RECORD EXCERPTS Start Marker

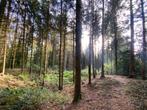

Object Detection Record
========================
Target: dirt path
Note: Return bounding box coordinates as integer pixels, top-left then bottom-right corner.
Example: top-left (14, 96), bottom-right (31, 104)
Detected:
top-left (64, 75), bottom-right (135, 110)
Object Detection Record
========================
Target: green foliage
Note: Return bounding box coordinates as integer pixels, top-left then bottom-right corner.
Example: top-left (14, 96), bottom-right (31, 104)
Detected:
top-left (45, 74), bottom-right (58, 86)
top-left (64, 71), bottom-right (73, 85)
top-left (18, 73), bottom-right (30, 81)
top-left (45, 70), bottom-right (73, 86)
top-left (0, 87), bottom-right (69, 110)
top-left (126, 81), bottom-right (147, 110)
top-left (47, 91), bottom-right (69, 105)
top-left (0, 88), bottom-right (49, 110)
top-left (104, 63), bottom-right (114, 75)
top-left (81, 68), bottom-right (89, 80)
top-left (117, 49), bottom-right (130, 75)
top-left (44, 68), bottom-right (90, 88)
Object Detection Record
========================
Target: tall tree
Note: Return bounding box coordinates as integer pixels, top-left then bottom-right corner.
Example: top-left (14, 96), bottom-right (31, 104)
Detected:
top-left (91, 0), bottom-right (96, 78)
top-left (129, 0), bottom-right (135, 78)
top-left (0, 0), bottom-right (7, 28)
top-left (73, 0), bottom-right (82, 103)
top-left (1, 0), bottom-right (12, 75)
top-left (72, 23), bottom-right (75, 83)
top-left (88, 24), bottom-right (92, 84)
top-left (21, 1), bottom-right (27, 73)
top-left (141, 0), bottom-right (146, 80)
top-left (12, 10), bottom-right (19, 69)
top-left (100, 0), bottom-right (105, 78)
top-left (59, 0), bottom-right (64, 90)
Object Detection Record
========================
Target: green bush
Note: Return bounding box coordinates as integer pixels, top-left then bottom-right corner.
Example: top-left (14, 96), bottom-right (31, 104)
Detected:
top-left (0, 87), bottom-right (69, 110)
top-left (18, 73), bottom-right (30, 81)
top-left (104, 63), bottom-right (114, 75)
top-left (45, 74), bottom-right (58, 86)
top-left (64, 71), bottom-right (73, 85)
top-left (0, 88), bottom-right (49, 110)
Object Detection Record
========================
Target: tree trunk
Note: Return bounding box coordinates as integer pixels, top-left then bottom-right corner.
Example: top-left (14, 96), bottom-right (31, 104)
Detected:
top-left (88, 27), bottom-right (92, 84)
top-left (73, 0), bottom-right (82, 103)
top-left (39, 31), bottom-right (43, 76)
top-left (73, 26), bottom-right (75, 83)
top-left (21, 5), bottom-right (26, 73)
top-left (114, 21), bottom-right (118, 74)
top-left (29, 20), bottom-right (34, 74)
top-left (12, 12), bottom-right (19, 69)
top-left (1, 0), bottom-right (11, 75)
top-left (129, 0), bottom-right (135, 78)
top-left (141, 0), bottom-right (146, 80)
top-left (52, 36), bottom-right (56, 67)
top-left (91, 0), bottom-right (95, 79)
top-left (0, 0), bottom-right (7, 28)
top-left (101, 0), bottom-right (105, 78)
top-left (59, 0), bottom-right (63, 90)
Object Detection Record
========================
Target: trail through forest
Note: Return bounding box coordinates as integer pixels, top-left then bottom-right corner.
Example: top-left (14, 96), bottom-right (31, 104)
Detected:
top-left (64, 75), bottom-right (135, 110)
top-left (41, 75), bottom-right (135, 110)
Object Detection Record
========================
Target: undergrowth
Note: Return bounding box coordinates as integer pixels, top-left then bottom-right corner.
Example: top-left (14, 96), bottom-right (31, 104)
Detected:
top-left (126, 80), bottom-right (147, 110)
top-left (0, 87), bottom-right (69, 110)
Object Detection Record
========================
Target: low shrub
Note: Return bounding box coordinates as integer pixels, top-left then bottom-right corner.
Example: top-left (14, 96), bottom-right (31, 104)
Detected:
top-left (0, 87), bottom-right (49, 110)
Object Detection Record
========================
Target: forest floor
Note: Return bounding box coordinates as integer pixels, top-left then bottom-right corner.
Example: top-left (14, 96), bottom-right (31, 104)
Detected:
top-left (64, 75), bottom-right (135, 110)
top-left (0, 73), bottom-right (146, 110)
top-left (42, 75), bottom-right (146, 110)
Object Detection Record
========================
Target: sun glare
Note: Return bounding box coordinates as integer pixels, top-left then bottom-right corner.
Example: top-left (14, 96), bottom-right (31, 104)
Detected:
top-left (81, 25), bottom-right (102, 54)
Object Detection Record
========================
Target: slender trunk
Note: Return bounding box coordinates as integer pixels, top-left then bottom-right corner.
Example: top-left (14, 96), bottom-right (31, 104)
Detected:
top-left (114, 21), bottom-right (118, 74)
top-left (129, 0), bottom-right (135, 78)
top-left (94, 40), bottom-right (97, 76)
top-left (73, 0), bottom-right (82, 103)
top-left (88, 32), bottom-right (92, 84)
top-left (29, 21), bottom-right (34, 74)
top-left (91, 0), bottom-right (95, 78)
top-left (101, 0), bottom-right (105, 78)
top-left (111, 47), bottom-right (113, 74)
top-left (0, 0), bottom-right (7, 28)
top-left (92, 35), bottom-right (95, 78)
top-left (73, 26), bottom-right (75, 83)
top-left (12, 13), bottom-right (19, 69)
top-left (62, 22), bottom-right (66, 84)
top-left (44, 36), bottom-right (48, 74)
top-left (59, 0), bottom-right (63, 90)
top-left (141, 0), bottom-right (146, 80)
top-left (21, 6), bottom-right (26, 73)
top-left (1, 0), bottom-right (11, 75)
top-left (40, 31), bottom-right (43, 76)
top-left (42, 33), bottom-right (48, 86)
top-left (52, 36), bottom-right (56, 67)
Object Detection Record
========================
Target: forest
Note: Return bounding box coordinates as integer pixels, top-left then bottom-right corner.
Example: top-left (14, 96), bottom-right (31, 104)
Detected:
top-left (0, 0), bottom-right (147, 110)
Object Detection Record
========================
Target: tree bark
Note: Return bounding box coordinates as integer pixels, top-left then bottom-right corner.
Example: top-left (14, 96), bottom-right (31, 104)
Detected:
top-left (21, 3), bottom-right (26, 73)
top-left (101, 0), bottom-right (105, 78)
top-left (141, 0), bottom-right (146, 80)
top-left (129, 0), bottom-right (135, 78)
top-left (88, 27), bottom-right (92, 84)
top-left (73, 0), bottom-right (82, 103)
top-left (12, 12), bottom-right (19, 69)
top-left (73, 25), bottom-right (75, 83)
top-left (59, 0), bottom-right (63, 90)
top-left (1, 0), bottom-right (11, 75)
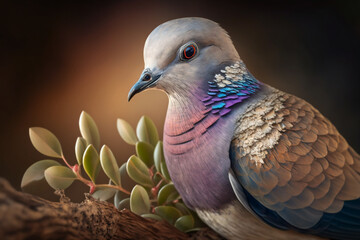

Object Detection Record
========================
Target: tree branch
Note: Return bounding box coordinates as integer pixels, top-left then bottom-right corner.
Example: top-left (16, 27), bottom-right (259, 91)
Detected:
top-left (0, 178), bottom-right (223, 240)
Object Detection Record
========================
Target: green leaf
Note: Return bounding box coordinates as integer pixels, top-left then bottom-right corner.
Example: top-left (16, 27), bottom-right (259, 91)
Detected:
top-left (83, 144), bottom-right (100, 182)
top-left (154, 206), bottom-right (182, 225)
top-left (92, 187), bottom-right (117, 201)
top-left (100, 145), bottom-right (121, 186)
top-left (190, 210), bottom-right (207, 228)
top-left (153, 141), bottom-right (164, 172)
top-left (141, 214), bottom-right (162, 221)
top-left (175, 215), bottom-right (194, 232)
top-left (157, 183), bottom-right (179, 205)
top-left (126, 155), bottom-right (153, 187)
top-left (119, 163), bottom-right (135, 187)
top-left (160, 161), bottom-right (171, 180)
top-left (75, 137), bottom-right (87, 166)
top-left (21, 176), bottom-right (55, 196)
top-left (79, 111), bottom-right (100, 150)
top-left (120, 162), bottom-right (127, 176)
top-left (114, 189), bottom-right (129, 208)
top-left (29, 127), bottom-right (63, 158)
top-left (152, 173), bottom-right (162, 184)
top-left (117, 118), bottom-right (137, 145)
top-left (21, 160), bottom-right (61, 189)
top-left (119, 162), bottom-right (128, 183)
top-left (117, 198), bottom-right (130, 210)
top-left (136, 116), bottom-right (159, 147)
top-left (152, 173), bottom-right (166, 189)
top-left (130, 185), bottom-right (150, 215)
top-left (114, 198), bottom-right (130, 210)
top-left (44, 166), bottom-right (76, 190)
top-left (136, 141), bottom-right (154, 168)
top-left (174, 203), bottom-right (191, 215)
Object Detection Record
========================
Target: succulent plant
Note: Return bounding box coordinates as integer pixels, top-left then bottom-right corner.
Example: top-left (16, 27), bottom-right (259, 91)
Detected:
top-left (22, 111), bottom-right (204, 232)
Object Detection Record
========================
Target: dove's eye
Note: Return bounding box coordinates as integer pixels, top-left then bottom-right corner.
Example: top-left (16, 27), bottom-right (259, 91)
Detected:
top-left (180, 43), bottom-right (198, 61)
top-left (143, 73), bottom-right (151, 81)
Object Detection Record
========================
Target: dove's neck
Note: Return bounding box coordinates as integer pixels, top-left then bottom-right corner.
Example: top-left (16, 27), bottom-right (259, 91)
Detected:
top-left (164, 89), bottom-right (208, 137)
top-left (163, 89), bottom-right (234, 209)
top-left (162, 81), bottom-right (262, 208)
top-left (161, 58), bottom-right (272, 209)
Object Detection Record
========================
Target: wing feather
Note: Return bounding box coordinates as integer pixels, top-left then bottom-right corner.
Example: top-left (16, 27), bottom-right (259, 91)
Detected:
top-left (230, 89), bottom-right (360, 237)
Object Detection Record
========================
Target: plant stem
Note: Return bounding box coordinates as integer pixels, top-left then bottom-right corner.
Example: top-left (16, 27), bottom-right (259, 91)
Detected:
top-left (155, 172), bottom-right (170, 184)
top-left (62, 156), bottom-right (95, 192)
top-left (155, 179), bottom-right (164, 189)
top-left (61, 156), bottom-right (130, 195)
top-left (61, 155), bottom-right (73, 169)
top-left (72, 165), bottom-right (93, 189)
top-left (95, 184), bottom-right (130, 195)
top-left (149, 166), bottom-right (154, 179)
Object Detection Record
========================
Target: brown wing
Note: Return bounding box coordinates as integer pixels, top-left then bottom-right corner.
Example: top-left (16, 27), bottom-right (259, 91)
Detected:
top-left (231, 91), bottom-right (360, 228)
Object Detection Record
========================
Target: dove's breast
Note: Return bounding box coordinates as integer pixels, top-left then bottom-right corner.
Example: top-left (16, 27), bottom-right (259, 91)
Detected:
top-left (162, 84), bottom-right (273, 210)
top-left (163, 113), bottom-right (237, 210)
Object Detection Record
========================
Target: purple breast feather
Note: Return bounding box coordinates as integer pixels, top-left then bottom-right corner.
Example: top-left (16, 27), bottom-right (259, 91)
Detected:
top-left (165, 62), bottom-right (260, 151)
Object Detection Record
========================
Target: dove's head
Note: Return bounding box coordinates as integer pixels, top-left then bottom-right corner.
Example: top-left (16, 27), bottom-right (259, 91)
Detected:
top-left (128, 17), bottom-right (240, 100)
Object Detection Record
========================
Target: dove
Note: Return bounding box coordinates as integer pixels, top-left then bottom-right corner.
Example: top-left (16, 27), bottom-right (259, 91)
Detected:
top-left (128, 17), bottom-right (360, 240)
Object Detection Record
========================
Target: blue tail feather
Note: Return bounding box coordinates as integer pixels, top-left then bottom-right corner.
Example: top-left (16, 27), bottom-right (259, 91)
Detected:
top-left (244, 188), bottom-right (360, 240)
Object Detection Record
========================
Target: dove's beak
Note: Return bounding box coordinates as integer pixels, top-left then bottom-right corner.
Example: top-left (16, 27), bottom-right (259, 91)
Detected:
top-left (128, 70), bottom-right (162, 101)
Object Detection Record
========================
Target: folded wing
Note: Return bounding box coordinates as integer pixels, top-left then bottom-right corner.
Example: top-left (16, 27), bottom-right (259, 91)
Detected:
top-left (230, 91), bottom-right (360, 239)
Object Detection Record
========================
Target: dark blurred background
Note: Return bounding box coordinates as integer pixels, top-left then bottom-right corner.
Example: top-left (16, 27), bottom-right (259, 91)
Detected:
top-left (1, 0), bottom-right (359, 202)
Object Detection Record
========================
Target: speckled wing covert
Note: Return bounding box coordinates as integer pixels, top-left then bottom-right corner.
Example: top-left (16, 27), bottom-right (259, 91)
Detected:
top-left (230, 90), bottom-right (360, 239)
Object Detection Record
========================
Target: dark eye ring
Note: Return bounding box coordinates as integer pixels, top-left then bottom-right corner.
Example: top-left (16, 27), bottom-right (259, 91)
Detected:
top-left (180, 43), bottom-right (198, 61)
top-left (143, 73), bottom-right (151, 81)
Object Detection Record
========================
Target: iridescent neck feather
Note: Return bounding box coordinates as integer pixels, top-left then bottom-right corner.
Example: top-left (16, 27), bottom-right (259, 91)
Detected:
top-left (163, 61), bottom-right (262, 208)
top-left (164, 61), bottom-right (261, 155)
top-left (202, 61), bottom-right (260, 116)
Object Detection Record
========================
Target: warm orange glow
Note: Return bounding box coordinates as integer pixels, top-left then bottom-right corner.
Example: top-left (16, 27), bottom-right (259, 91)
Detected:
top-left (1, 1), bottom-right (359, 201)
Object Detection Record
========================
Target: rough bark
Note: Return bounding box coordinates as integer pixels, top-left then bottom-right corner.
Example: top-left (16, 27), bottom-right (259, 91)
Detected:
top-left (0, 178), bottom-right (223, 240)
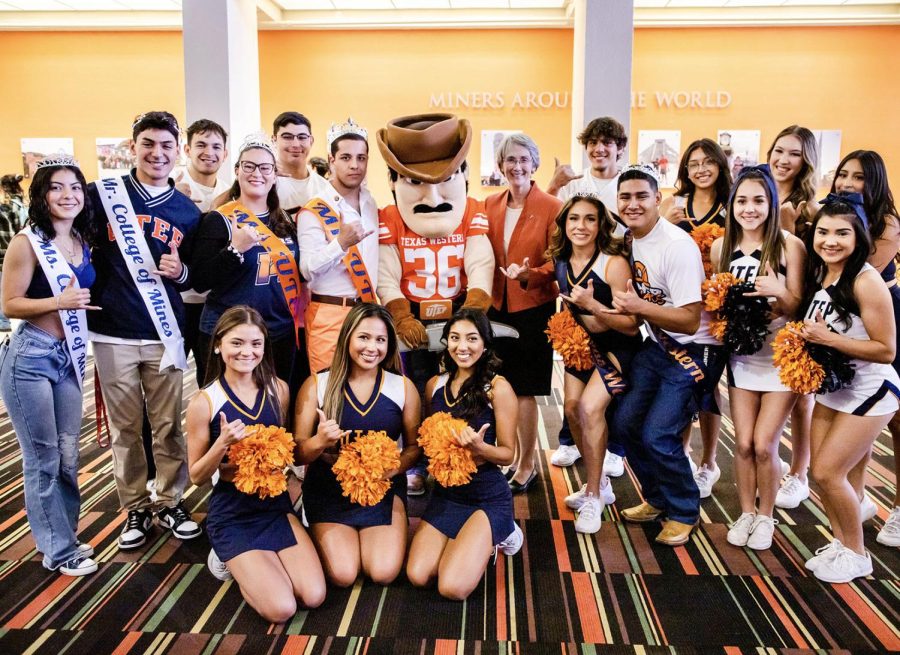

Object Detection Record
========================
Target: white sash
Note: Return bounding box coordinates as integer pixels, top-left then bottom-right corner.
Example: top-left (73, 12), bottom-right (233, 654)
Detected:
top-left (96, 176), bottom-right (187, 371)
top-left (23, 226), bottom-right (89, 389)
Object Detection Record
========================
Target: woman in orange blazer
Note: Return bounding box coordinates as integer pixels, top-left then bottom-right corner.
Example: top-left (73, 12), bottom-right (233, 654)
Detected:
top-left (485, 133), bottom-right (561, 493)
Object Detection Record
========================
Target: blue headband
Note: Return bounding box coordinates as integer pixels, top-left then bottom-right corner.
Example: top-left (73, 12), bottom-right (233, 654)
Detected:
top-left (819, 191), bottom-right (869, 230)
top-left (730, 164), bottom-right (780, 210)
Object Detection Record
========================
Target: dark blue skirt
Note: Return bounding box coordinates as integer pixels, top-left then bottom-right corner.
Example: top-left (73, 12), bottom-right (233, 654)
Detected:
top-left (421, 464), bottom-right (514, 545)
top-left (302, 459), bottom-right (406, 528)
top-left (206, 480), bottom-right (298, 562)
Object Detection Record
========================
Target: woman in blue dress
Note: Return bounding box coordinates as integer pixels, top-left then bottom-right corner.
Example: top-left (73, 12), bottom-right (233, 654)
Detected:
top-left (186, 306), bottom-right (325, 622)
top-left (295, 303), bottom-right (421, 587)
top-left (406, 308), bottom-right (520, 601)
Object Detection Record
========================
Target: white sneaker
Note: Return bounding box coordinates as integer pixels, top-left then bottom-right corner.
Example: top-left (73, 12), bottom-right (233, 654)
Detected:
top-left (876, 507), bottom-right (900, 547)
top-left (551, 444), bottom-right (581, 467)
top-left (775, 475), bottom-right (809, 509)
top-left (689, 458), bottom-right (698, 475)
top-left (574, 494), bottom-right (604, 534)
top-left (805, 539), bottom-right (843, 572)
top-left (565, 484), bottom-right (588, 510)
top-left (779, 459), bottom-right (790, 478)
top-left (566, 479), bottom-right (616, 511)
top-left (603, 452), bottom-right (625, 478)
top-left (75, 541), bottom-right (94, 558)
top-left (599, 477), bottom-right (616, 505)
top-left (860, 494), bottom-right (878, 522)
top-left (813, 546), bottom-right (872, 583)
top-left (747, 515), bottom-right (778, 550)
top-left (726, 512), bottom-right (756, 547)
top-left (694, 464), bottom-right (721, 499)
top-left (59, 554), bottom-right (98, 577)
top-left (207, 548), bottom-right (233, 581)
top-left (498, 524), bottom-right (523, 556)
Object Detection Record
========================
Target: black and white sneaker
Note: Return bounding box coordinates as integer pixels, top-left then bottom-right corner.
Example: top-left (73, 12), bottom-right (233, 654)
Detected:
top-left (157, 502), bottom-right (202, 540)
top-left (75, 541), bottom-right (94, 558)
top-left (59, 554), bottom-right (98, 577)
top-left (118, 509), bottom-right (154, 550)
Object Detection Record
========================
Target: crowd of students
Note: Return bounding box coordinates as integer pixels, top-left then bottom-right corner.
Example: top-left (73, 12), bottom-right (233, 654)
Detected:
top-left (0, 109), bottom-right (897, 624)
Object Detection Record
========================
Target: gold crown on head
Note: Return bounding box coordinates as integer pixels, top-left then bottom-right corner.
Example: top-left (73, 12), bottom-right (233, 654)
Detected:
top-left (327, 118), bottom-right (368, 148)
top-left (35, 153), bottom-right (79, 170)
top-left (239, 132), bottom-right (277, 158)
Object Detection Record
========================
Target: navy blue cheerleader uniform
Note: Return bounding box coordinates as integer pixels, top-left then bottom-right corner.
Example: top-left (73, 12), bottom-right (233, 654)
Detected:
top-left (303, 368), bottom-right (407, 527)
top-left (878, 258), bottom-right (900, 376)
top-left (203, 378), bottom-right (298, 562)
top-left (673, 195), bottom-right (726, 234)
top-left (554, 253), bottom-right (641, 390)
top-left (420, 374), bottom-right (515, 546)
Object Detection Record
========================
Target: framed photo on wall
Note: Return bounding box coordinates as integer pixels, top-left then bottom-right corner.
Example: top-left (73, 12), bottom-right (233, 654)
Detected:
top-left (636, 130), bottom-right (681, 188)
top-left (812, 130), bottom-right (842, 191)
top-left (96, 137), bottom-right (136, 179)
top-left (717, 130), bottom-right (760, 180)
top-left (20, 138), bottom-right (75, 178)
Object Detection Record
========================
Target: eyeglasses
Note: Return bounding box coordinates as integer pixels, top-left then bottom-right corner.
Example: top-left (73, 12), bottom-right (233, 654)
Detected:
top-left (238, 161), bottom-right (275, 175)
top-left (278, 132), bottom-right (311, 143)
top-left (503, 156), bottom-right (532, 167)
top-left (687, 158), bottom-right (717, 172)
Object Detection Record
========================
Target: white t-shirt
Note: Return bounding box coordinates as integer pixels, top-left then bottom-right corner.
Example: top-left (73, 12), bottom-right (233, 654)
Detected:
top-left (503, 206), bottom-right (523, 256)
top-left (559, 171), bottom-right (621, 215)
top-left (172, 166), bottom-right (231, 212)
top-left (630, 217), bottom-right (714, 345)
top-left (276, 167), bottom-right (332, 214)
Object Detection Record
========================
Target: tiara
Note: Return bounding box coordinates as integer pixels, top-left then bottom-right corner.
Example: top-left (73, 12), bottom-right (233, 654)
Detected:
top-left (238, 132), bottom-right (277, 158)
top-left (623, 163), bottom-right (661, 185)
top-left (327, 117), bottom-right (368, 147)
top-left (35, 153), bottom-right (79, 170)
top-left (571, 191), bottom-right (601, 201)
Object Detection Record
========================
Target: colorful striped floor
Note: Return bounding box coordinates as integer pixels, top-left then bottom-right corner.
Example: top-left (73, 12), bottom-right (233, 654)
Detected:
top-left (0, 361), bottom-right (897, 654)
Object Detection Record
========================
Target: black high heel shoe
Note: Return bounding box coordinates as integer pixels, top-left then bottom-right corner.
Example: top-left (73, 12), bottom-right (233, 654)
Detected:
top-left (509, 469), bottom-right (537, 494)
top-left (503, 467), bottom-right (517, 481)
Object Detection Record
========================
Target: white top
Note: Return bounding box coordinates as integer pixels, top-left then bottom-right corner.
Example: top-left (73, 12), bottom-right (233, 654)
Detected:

RECORD EXCERPTS End Marker

ASSIGNMENT
Put down exactly the lines of the data above that run from its first line through the line bearing "Target: green foliage", and no pictures.

WRITTEN RESPONSE
Object Detection Record
========================
Target: dirt path
Note: Return bounding box coordinates as integer pixels, top-left then bottom-right corner.
Example: top-left (14, 96), bottom-right (31, 104)
Detected:
top-left (64, 75), bottom-right (135, 110)
Object Detection Record
========================
Target: green foliage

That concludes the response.